> [To be done]
Restate the full set of records exactly, word for word.

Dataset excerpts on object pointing

------------------------

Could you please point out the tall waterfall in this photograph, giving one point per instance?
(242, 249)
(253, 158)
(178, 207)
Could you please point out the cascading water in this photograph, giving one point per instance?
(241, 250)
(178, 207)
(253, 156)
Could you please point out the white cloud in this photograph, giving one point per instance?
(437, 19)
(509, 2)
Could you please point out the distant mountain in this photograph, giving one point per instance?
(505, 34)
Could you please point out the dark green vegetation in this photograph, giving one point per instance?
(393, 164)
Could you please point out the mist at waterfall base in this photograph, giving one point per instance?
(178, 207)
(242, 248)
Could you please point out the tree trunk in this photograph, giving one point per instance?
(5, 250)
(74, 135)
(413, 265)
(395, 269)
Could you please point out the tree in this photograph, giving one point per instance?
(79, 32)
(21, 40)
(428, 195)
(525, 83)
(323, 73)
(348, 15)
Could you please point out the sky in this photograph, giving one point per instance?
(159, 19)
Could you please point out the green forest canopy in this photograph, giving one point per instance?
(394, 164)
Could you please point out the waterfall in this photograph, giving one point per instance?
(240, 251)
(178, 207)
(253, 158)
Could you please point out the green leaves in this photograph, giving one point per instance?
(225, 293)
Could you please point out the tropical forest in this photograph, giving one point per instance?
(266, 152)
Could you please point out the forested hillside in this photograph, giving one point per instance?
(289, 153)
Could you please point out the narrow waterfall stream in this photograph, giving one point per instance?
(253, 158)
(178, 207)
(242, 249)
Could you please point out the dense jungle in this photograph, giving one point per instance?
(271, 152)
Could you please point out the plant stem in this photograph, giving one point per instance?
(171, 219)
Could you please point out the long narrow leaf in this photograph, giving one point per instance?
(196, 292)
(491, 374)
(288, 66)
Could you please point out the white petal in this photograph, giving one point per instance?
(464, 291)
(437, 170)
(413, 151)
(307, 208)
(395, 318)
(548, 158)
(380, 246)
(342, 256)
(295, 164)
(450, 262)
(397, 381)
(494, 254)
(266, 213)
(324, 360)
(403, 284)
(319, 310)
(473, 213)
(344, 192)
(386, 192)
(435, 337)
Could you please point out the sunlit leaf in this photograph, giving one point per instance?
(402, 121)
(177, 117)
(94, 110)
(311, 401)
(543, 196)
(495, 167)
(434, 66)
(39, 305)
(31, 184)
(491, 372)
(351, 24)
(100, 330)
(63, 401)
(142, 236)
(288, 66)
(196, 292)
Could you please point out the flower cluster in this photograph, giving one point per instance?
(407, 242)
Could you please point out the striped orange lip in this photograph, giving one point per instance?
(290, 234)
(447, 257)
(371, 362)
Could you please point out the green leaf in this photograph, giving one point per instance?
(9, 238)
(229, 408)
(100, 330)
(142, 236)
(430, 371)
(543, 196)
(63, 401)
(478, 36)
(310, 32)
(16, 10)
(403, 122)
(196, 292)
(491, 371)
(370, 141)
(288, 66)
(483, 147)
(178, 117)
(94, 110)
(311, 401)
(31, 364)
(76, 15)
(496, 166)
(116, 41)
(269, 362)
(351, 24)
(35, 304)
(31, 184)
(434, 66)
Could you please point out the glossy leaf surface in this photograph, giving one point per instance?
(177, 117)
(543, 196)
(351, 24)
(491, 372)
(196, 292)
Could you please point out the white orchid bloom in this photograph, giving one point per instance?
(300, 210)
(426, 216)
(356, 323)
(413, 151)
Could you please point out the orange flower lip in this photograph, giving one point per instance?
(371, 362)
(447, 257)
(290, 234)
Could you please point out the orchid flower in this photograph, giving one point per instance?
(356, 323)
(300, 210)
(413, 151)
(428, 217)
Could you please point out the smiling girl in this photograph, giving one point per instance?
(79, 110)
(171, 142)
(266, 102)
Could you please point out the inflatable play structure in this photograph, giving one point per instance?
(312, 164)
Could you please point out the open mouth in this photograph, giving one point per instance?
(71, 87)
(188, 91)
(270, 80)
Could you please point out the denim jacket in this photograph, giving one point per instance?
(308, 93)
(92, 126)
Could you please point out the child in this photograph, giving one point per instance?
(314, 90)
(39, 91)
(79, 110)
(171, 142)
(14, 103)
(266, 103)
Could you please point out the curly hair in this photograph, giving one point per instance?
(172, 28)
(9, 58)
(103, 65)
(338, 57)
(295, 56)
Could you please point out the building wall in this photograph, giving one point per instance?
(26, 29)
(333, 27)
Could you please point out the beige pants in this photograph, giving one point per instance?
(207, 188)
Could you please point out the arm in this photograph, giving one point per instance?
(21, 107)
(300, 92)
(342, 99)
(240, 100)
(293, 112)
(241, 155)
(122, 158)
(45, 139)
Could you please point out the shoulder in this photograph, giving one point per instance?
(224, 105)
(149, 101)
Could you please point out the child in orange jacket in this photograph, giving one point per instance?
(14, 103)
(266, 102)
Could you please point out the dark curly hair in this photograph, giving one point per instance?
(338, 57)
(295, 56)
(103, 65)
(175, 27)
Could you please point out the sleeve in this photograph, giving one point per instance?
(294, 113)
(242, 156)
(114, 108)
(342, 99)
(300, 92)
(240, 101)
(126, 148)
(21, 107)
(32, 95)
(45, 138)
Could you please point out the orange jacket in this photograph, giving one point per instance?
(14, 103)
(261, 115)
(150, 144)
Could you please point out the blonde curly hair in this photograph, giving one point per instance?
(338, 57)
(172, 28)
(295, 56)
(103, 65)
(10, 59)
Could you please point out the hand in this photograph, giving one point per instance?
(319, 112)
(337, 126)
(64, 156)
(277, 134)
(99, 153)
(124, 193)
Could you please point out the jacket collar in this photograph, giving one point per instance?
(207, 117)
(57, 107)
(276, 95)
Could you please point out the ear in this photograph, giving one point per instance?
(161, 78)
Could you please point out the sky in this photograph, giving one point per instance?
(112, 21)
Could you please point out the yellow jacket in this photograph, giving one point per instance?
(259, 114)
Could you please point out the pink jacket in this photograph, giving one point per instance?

------------------------

> [Reply to the exercise]
Could you please point out the tall waterfall in this photograph, giving one point per instance?
(242, 249)
(253, 158)
(178, 207)
Could you please point out the cascading water in this photograph, giving one point per instance?
(241, 250)
(178, 207)
(253, 156)
Could you please point out the white cloud in this photograph, giving one point per instance?
(437, 19)
(509, 2)
Could you please point out the distant mountain in this photograph, giving one point per instance?
(505, 34)
Could you please point out the dark green vegetation in this photograph, giving one point per instance?
(393, 164)
Could you please point out the mist at waterfall base in this photograph, giving one point per instance?
(178, 207)
(242, 248)
Could you please point out the tree trunk in this photograph, giving one point per instance?
(5, 250)
(74, 135)
(413, 265)
(395, 269)
Could you please point out the tree in this photograph, giving one point per instance?
(79, 32)
(21, 40)
(428, 195)
(525, 83)
(323, 73)
(348, 15)
Could you please point out the sky in this photograph, giving one point per instance?
(159, 19)
Could you please point out the green forest canopy in this photograph, giving one point per instance?
(394, 164)
Could you please point out the waterfall in this photograph, giving one point per instance?
(240, 251)
(178, 207)
(253, 158)
Could you please point out the green leaves in this photograph, giving one point per instance?
(225, 293)
Could you please point out the tropical forest in this photograph, giving one point per instance?
(266, 152)
Could you please point out the forested hillside in this photograph, giving one point per instance?
(289, 153)
Could you please point out the narrow waterfall stream in this photograph, giving one point per instance?
(253, 158)
(178, 207)
(242, 249)
Could you please point out the dense jungle in this photograph, giving one point per instance?
(271, 152)
Could you please point out the plant stem in this photograph, giving one point per instance?
(171, 219)
Could you please point out the long narrow leaf in this photograph, giving one point per instance?
(196, 292)
(491, 374)
(288, 66)
Could you please point out the white petal in this photograph, giving one point per instance?
(464, 291)
(437, 170)
(413, 151)
(307, 208)
(395, 318)
(548, 158)
(380, 246)
(342, 256)
(295, 164)
(450, 262)
(397, 381)
(494, 254)
(266, 213)
(324, 360)
(403, 284)
(319, 310)
(473, 213)
(344, 192)
(386, 192)
(435, 337)
Could you please point out the sunlit leaf in this photograph, giving one point per instance?
(402, 121)
(177, 117)
(94, 110)
(311, 401)
(543, 196)
(495, 167)
(434, 66)
(39, 305)
(31, 184)
(491, 372)
(351, 24)
(100, 330)
(63, 401)
(142, 236)
(288, 66)
(196, 292)
Could you please point out the flower cluster in this photograph, giving one point per instance?
(407, 242)
Could you please point out the striped orange lip in this photograph, giving one point per instance?
(290, 234)
(447, 257)
(371, 362)
Could you please point out the green leaf in this photograph, giving one point per instance?
(9, 238)
(229, 408)
(100, 330)
(142, 236)
(430, 371)
(543, 196)
(63, 401)
(478, 36)
(310, 32)
(16, 10)
(403, 122)
(196, 292)
(491, 371)
(370, 141)
(288, 66)
(483, 147)
(178, 117)
(94, 110)
(311, 401)
(31, 364)
(76, 15)
(496, 166)
(116, 41)
(269, 362)
(351, 24)
(35, 304)
(31, 184)
(434, 66)
Could you please point out the glossy leaf surface in this photograph, giving one point per instance?
(177, 117)
(543, 196)
(351, 24)
(491, 372)
(196, 292)
Could you please point out the white orchid bloom in this photograph, giving one point per instance?
(300, 210)
(426, 216)
(356, 323)
(413, 151)
Could you please point out the orange flower lip in this photograph, giving one point per instance?
(371, 362)
(447, 257)
(290, 234)
Could you please point out the orchid flower in this photograph, giving one point per instance?
(356, 323)
(300, 210)
(413, 151)
(428, 217)
Could you please point out the smiling girl in this photograph, giving one point per instance?
(79, 110)
(171, 142)
(266, 102)
Could you please point out the inflatable play structure in this photograph, giving one point per instance?
(312, 164)
Could you please point out the open mouth in this photograph, giving one point per instance?
(71, 87)
(188, 91)
(270, 80)
Could you please point out the denim jacket in this photograph, giving one point per instance?
(308, 93)
(92, 126)
Could you please point out the child in this photograph, giving one point per instance?
(314, 90)
(39, 91)
(79, 110)
(171, 142)
(14, 103)
(266, 103)
Could you please point out the curly hair in this photograph, giving one point per instance?
(172, 28)
(9, 58)
(103, 65)
(338, 57)
(295, 56)
Could you please point out the building wall in this photograph, giving one point per instance?
(26, 29)
(333, 27)
Could you please point out the beige pants in this photograph, giving one point per instance?
(207, 188)
Could you please point out the arm in this photograph, giving one point per instance?
(21, 107)
(300, 92)
(342, 99)
(240, 100)
(293, 112)
(241, 155)
(122, 158)
(45, 139)
Could you please point out the shoulder in this photograph, giving one point per instance?
(224, 105)
(149, 101)
Could you please point out the child in orange jacket in this photograph, giving one point per instance?
(14, 103)
(266, 102)
Could you please point out the dark curly hair in this photograph, giving one point per instance?
(338, 57)
(295, 56)
(103, 65)
(175, 27)
Could you please point out the sleeve in this photograph, giving one point per instance?
(294, 113)
(242, 156)
(114, 108)
(342, 99)
(300, 92)
(240, 101)
(126, 148)
(21, 107)
(32, 95)
(45, 138)
Could you please point out the orange jacket in this photograph, giving one point per instance?
(14, 103)
(261, 115)
(150, 144)
Could you please point out the blonde curly hair in this photograph, giving one point per instance?
(338, 57)
(172, 28)
(295, 56)
(103, 65)
(10, 59)
Could you please point out the hand in this photograph, giving one point per instance?
(319, 112)
(337, 126)
(64, 156)
(277, 134)
(99, 153)
(124, 193)
Could you please point out the jacket collar in this photograph, giving one point per instance?
(207, 117)
(57, 107)
(276, 95)
Could you please point out the ear in this photograph, giving one point per instance?
(161, 78)
Could you please point out the sky in this photograph, giving one point per instance?
(112, 21)
Could you please point out the yellow jacket in this photograph, giving one point per instance?
(259, 114)
Could you please point out the pink jacket in this photograph, giving one point per instance?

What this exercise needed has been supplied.